DESCRIPTION OF THE TASK =>
Pull out every line in the items below that contains the word "Target", matching case exactly.

MATERIAL PROVIDED =>
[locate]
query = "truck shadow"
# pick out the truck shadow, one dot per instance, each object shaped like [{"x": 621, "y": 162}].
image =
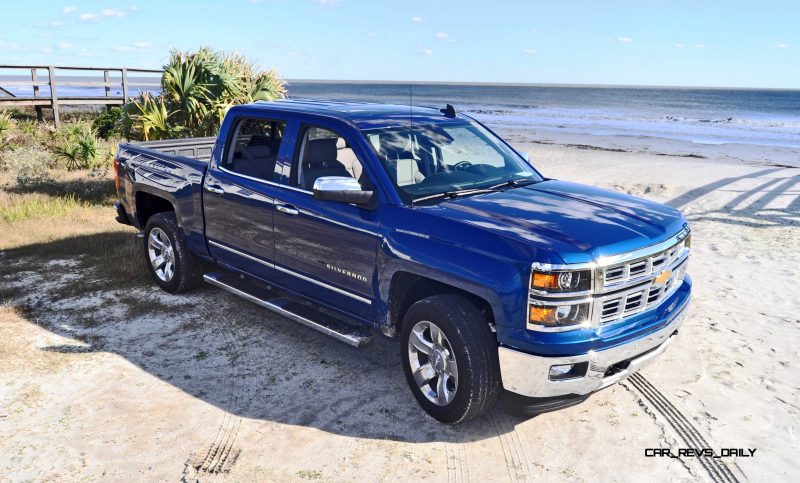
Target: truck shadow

---

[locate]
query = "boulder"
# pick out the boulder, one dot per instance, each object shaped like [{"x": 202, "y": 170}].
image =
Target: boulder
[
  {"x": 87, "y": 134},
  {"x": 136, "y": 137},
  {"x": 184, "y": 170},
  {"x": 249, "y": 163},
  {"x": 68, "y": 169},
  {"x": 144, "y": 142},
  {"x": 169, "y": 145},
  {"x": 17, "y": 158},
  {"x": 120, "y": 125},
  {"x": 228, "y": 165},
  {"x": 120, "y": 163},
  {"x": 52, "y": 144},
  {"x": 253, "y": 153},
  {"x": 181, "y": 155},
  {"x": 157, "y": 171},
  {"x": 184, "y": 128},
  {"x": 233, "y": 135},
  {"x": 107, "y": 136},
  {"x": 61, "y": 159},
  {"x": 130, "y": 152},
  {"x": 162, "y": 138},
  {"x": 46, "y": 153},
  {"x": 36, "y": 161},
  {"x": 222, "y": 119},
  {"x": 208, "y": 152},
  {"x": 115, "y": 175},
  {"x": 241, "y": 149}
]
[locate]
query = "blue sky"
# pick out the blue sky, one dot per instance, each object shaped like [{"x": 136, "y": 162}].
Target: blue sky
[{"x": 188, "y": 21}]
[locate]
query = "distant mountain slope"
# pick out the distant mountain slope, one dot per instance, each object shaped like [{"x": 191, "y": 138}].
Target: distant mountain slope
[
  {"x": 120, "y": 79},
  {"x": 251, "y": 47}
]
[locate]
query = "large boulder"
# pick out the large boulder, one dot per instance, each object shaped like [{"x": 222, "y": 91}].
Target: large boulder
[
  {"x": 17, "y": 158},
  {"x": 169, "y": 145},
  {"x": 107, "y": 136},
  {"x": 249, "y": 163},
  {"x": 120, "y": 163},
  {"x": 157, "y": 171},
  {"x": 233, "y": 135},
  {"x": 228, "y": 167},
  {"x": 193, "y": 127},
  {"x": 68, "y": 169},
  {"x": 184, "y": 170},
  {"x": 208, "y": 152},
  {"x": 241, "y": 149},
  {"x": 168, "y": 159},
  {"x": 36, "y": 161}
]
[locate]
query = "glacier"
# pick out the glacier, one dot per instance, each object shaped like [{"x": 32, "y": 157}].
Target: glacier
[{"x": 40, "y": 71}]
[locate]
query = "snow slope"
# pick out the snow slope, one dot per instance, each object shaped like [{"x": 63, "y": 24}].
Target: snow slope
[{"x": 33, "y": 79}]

SOLUTION TO THIS EXERCISE =>
Target: truck shadow
Target: boulder
Target: blue sky
Target: distant mountain slope
Target: large boulder
Target: glacier
Target: snow slope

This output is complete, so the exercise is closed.